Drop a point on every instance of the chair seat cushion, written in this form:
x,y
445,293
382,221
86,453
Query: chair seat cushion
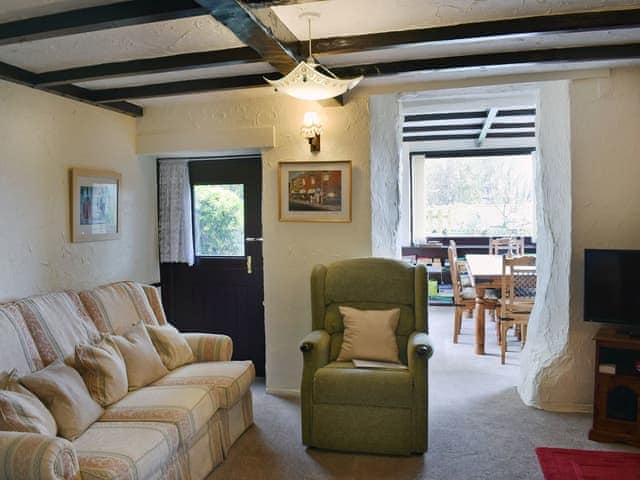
x,y
342,384
187,407
231,380
115,450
——
# Challenge:
Print every one of the records above line for line, unchanged, but leave out the pictures.

# Exercise solution:
Drop a point on every instance of the chair seat cushion, written in this form:
x,y
445,293
382,221
86,453
Query: chair seat cushion
x,y
342,384
187,407
231,380
115,450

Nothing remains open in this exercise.